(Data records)
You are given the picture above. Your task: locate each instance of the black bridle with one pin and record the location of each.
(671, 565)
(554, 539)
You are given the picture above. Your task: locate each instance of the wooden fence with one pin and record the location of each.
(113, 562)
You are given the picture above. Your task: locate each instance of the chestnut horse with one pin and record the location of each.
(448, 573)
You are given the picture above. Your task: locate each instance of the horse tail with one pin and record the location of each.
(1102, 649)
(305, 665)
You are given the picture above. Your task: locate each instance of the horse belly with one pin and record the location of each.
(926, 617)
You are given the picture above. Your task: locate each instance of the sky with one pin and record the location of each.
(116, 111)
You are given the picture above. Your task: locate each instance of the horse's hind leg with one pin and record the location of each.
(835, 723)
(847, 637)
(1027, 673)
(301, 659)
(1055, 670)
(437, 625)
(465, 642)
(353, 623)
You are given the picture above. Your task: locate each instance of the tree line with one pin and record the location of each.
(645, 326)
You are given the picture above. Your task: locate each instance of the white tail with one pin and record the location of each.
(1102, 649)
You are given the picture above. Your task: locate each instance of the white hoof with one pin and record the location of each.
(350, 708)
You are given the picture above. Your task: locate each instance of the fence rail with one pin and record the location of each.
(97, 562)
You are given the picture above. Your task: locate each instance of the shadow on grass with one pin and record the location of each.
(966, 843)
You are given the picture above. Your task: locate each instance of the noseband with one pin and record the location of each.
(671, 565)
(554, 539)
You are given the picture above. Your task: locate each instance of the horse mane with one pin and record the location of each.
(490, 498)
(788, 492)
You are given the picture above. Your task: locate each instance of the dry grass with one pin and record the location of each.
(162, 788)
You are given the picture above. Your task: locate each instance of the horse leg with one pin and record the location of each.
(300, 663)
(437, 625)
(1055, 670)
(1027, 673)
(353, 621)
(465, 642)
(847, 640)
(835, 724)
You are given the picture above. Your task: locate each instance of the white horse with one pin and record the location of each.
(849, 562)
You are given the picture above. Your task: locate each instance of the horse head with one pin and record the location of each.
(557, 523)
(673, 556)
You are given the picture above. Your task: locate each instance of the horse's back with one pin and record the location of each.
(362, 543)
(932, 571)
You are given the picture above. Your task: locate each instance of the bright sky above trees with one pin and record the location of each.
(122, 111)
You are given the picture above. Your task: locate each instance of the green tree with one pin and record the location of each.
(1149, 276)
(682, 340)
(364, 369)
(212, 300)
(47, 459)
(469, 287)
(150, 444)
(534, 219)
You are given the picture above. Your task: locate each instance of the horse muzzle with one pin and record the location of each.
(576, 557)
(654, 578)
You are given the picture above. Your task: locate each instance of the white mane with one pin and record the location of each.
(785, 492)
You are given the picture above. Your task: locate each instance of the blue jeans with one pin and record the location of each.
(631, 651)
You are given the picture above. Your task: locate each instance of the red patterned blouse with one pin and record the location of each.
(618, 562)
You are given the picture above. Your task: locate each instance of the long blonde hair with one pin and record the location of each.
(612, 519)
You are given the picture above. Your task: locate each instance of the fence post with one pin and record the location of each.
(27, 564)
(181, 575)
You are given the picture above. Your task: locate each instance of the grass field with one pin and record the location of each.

> **What the task asks**:
For this exercise, output all the data exactly as shown above.

> **Response area**:
You are given the picture above. Your task: locate each instance of the black bridle with one pin and record the location of each.
(671, 565)
(554, 539)
You are given the picture above. Your task: locate each instance of the wooden fence with one pin and record the location of each.
(113, 562)
You are given the picture above. Your task: locate each instance of the chestnut horse with one pin and record the location of each.
(448, 573)
You are given the picture above. Your task: locate each instance of the horse tail with one pin and record the location of each.
(1102, 649)
(305, 665)
You are given the picture above. Your task: locate each instance of the horse belly with one pin and record the location of each.
(926, 617)
You are given the picture above. Your task: locate each instance of the sky with one pin and record the location of each.
(116, 111)
You are given the picture above. Your task: locate each instance of the horse's hind leg with one pin and record the location of each.
(835, 723)
(847, 637)
(1027, 673)
(301, 659)
(1055, 670)
(437, 625)
(465, 642)
(353, 623)
You are given the picture above. Your task: locate each instance of the tree line with one pin and record the location of each.
(645, 326)
You are given the picture above. Your task: locate each instance of the white tail with one pin and record the location of each.
(1102, 649)
You are given the picture above. Your task: locate each instance of the white hoof with one pin and record the location of each.
(350, 708)
You are given the picture above. Your task: locate each instance of the fence rail with one pin and record the location of each.
(97, 562)
You are given the picture above. Your task: locate each instance of the shadow on grass with one pin and record the location of each.
(966, 843)
You are given the picture above. Your task: locate each instance of the noseband with one pin and record the location of each.
(671, 565)
(554, 539)
You are given the picture above. Your task: locate each instance of the horse mane with one pin and record the location of each.
(490, 498)
(788, 492)
You are given the picture above. Your task: locate each instance of the dry grass with one pin and record the location of each.
(162, 788)
You are given the picture above. Your task: locate each instance of the horse leg with one pin and record the location of each.
(300, 663)
(437, 625)
(1055, 670)
(1027, 673)
(353, 621)
(465, 642)
(847, 640)
(835, 724)
You are given the picture above. Your task: locate each instance of the white horse with one pin and record the location of each.
(849, 562)
You are given the picture above. Your task: locate each instance of the horse head with one pin and record the location of each.
(557, 523)
(673, 556)
You are given the picture above. Your task: locate each instance of the horse's back with one pin and record the location of each.
(362, 543)
(932, 571)
You are given the picture above. Your task: locate each instance of the bright sky above trees with one pin and record the location of each.
(122, 111)
You are given the picture above. Your task: locate each instance of the green tree with one pin and record the location of each.
(1149, 276)
(682, 340)
(364, 369)
(212, 300)
(47, 459)
(469, 287)
(150, 444)
(534, 219)
You are given the picture above. Your task: locate each instance of the horse muzzle with one pin and record the location of each.
(576, 557)
(654, 578)
You are given the picture above. Your task: locate each instance of the white mane with one pin and record the location of each.
(785, 492)
You are given the picture above. Your task: locate each instance of the blue jeans with one pin and record the location of each.
(631, 651)
You are given the picture above. Your task: locate each instance of the red patterned blouse with one pin and record the location of each.
(618, 562)
You are given the picture above. Your task: locate each instance of the long blonde hair with one pin and record the location of each.
(612, 519)
You are given the picture above. Your task: locate each instance of the fence post with one pin and record the location of each.
(27, 564)
(181, 575)
You are given the picture above. Your task: locate each instance of the grass field with one pin and record the location of each.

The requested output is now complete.